▸ To do: In the records below, the line containing "For every instance of the man in light" is the first to keep. Retype it and all later lines exactly, through the end.

Data items:
────────────────────────────────────────
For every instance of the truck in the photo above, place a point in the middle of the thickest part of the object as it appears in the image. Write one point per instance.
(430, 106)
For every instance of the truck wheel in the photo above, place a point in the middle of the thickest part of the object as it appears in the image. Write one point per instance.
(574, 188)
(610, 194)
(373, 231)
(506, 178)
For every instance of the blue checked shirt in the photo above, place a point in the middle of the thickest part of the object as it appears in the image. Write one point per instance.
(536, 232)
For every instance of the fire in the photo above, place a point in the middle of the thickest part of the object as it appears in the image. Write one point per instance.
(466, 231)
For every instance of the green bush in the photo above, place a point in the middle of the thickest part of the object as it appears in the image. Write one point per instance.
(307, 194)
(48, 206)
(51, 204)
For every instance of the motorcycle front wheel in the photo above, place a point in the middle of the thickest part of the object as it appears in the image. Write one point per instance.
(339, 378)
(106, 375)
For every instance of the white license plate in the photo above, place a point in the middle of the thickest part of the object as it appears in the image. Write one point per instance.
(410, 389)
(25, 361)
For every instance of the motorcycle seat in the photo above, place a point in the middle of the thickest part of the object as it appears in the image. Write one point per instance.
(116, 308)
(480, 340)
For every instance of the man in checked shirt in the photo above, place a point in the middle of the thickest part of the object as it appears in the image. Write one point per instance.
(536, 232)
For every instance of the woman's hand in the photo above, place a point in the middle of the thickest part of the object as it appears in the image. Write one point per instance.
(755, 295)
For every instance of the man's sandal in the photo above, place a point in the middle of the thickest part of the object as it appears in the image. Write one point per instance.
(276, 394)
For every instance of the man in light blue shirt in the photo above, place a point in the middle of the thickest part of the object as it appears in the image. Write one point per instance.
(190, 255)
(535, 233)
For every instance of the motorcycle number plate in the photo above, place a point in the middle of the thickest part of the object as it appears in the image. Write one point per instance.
────────────────────────────────────────
▸ Result of this exercise:
For every instance of the man in light blue shirt in the photo above, place a point in the middle of the thickest part of the object as it appears in the image. Write one point per instance.
(190, 255)
(535, 233)
For every instance of the motorcycle number plate in the photo above, place a point in the middle of the thickest part of the object as it appears in the image. Write one point per instance.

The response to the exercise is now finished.